# Input rows start

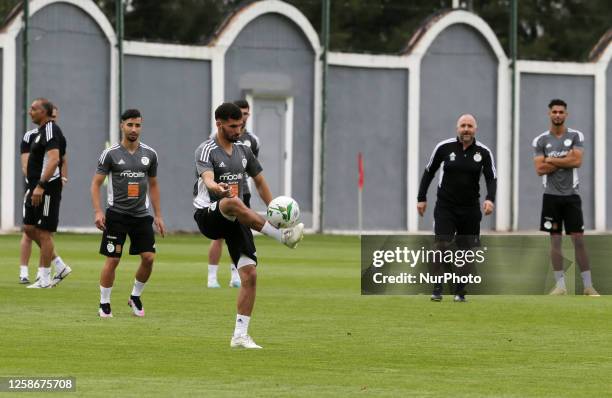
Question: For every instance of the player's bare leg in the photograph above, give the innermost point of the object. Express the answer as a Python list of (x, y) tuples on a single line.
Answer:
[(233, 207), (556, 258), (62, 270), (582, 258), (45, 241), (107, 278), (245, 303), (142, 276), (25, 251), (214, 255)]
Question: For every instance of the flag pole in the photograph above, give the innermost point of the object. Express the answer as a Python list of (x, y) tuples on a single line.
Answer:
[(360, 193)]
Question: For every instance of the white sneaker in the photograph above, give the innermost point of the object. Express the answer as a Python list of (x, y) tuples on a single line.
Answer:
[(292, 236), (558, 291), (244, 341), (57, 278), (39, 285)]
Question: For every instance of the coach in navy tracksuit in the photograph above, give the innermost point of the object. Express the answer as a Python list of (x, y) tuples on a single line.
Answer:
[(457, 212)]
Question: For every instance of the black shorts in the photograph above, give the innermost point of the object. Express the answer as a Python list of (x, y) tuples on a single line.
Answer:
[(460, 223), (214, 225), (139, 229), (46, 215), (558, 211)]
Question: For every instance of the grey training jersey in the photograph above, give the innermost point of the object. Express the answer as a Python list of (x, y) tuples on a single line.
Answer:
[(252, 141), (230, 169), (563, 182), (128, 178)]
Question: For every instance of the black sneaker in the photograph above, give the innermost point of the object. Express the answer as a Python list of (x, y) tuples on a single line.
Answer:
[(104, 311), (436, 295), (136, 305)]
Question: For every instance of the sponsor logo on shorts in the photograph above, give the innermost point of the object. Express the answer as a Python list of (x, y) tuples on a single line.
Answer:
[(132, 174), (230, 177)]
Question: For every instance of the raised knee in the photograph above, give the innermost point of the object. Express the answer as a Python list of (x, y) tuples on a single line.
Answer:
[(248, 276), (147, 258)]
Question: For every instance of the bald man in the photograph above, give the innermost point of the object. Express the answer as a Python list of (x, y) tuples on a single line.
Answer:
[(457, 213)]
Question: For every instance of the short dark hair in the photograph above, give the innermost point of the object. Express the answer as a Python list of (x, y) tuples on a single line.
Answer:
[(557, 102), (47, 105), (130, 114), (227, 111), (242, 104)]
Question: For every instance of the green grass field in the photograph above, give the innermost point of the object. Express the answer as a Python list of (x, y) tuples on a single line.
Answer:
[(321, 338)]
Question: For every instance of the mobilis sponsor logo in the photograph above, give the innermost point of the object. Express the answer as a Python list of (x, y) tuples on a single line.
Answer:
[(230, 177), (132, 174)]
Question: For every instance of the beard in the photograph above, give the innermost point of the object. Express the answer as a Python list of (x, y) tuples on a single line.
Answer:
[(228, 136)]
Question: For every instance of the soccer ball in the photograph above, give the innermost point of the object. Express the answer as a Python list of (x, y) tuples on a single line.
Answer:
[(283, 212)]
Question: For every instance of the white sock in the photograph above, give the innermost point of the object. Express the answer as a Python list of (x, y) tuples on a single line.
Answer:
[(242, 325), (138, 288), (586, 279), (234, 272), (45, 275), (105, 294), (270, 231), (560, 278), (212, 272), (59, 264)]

# Input rows end
# Input rows start

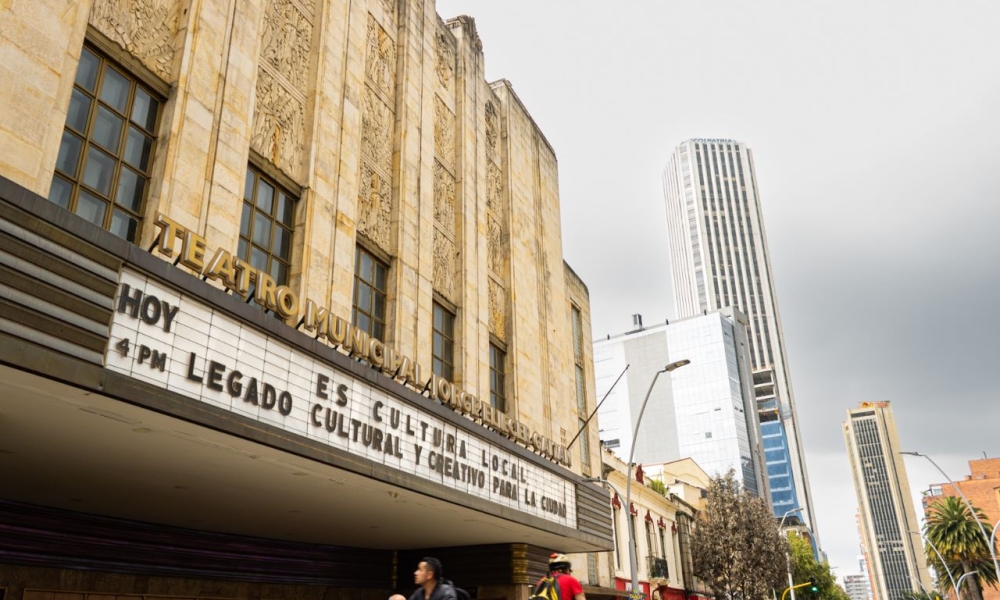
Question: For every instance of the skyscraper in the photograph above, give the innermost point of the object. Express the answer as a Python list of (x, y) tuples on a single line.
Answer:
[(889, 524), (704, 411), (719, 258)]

# Input rows end

Copy out, word for word, the part of the records that opens with the line containing "Question: For every instance of the player's" and closes with the line containing "[(104, 311), (436, 295), (136, 305)]", both of those lines included.

**Final answer**
Question: For every instance of the player's bare leg in the photograph above, give the innermost point of the object. Express the answer as a Python list of (x, y) tuples on a single line.
Answer:
[(233, 207), (556, 258), (62, 270), (582, 258), (45, 241), (107, 278), (245, 303), (142, 276), (25, 251), (214, 255)]
Question: For every instance of the flag pole in the photograph above, give the innermost point of the object. Express the answer as a Python list of (x, y) tuples on a single line.
Answer:
[(360, 193)]
Question: For every instance of the white sneaker in the photograph above, give the innermost point of the object. Express the answer as a Python list of (x, y) tuples on a single line.
Answer:
[(292, 236), (558, 291), (244, 341), (57, 278), (39, 285)]
Question: For every instance of the coach in navy tracksuit in the photograph above, give the innermost point of the object. Express the answer as a Python list of (x, y) tuples on a single line.
Answer:
[(457, 212)]
Question: For every instance of the black shorts in the photograph above, give the innermost point of the object. Express the answer as a Python list of (x, y) tuples on a single line.
Answer:
[(460, 223), (214, 225), (139, 229), (46, 215), (558, 211)]
Question: For every instance of the grey training jersey in the photograph above, give the innermost point of the object. Express the answer as a Python list of (x, y) tuples on a single line.
Answer:
[(252, 141), (230, 169), (563, 182), (128, 178)]
Question: For every instance of the black sneaker in the photograph above, give the innermost point of the object. Express the answer as a Python list of (x, y) tuples on a single line.
Answer:
[(104, 311), (436, 295), (136, 305)]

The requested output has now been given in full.